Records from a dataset

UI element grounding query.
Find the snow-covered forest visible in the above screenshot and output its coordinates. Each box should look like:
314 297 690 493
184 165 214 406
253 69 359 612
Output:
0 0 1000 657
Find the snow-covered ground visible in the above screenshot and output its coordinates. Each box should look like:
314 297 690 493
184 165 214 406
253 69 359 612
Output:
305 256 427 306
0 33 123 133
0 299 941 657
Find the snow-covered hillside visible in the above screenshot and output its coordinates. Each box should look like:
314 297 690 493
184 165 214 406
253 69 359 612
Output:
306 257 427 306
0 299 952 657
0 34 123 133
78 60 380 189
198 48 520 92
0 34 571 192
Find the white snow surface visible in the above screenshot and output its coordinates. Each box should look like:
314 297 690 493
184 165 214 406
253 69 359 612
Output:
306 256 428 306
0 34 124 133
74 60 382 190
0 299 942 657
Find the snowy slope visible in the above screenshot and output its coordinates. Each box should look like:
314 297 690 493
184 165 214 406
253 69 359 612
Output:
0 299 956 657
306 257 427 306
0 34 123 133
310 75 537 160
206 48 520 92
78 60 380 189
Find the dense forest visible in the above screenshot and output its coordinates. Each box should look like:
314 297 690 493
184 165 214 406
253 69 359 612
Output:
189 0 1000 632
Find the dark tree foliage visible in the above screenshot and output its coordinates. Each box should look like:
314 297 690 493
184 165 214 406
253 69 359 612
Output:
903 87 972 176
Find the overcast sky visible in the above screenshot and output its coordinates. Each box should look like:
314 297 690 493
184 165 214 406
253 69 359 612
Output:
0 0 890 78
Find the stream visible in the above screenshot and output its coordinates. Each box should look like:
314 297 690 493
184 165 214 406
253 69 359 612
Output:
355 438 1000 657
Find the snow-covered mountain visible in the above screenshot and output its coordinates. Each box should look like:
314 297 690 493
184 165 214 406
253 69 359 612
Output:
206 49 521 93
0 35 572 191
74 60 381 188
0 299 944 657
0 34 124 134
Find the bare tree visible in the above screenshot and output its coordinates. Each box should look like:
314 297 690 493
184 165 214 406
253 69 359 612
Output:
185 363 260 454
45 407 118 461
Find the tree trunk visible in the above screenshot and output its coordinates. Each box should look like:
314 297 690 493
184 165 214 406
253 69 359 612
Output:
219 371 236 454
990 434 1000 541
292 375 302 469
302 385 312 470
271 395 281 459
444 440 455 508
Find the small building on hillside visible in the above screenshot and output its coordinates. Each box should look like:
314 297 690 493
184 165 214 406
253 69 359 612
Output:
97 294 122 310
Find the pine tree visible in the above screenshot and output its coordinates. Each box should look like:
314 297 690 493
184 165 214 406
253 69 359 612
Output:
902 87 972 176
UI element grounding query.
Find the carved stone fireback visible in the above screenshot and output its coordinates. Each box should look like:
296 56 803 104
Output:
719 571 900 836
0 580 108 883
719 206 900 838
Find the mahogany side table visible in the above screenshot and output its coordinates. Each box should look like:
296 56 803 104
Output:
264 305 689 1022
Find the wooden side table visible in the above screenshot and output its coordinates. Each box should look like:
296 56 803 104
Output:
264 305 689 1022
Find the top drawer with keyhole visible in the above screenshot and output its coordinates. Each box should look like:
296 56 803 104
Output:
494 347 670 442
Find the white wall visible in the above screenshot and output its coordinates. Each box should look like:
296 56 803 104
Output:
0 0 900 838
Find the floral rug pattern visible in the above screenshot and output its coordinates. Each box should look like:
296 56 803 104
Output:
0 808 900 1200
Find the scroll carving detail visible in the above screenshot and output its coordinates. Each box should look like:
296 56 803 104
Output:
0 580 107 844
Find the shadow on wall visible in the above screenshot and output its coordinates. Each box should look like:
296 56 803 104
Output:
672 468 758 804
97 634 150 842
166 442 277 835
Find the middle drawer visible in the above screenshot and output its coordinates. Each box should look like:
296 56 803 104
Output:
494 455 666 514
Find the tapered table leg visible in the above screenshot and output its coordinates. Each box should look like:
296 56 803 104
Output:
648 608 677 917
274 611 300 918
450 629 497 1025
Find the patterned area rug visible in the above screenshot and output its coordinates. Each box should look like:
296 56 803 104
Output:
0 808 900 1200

**To be done**
Copy everything from the line containing "Find the middle" down to the end of the data, requests included, and raise every coordinate in the answers by 74.

**Full output**
Find the middle drawer visible in the above screenshot and output its coordinates. Each box should look like:
296 56 803 104
Output:
568 529 740 588
Find the tapered table leg visible in the above screenshot and output its coordinates. Each box should look like:
296 56 803 104
Output:
722 682 751 991
348 685 374 992
524 703 571 1099
Find the patterned area rug visible in the above screenshot and output its coordinates. Each box should look like:
296 56 803 104
Output:
74 882 974 1274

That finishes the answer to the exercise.